=== Texto extraído ===

La liturgia, sus tiempos y fiestas, la variedad de sus símbolos y la estética de los mismos, es decir lo que se capta por medio de los sentidos, constituye el ámbito propio de la catequesis. Francisco habla también de la belleza de esos signos, que no ha de descuidarse (cf. Evangelii gaudium, 167). No hay que identificar, como si fueran intercambiables, los signos y símbolos que se pueden usar en el encuentro catequístico con los que son propios de la liturgia. El respeto de la identidad de éstos permite reconocer el carácter objetivo de la acción de Dios y el don que recibimos de él. La participación activa en la misa –y esto vale para los niños, los jóvenes y los adultos- no consiste en construirla, o reconstruirla a nuestro agrado, sino en una progresiva comprensión de los signos y el consiguiente protagonismo como miembros de la comunidad, como miembros del pueblo sacerdotal que recibe el don de Dios. La “misa de niños” no se puede convertir en una especie de show para ellos, como ocurre en algunos lugares. Los chicos no son tontos, ni se aburren si se los prepara adecuadamente; es un grave error “venderles” una especie de fiestita, algo entretenido, en lugar del misterio del Sacrificio de Cristo. Probablemente esa estafa inicial los inhabilite in perpetuum para comprender lo que significa la misa en la vida del cristiano, para valorarla como se debe y gustar de ella. Disculpen estos términos un tanto fuertes, los empleo para hacer notar que se trata de algo fundamental. Se arriesga aquí la dimensión mistagógica de la catequesis, de la cual hablábamos. Para la fenomenología de la religión el misterio –el sacramento- es siempre algo a la vez fascinante y tremendo. Poco a poco, y recurriendo a los medios adecuados, debemos incorporar a la catequesis una pedagogía litúrgica. En este mismo campo de la mistagogía se ha de incluir la adoración del Señor realmente presente bajo las sagradas especies, inculcando la reverencia y oración ante el sagrario y posibilitando la experiencia de las otras formas del culto del misterio eucarístico fuera de la Misa.

=== Registros ===

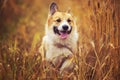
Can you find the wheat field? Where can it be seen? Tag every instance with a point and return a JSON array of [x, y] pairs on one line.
[[22, 24]]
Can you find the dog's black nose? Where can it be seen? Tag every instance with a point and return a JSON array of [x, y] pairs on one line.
[[65, 27]]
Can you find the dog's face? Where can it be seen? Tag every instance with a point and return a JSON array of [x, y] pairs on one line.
[[61, 23]]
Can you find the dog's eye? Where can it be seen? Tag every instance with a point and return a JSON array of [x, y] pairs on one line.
[[68, 20], [58, 20]]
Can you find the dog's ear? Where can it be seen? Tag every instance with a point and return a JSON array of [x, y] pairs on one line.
[[53, 8], [69, 10]]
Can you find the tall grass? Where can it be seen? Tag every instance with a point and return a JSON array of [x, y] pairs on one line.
[[98, 52]]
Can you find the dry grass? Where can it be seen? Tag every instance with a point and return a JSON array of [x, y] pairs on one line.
[[98, 49]]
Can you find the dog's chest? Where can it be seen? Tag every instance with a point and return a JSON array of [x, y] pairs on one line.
[[55, 50]]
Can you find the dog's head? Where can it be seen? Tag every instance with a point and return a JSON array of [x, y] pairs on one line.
[[62, 24]]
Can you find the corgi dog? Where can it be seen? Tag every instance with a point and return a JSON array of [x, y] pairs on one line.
[[61, 36]]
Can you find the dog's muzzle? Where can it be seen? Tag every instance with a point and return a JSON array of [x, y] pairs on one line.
[[62, 33]]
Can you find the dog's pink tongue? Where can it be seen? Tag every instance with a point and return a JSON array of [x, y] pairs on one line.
[[63, 35]]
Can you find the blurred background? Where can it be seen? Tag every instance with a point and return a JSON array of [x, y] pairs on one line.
[[23, 22]]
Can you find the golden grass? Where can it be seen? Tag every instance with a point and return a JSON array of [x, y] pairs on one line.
[[98, 49]]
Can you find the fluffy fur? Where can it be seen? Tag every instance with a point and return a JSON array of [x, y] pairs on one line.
[[52, 44]]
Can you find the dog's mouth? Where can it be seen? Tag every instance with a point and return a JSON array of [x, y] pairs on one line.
[[63, 34]]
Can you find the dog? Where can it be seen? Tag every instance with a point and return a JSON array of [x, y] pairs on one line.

===

Responde estas preguntas con datos del texto sobre la liturgia y la catequesis:
1. ¿De qué habla también Francisco?
2. ¿En qué no consiste la participación activa en la misa?
3. ¿Cómo es siempre el misterio para la fenomenología de la religión?

1. De la belleza de los signos de la liturgia, que no ha de descuidarse.
2. No consiste en construirla o reconstruirla a nuestro agrado.
3. Es algo a la vez fascinante y tremendo.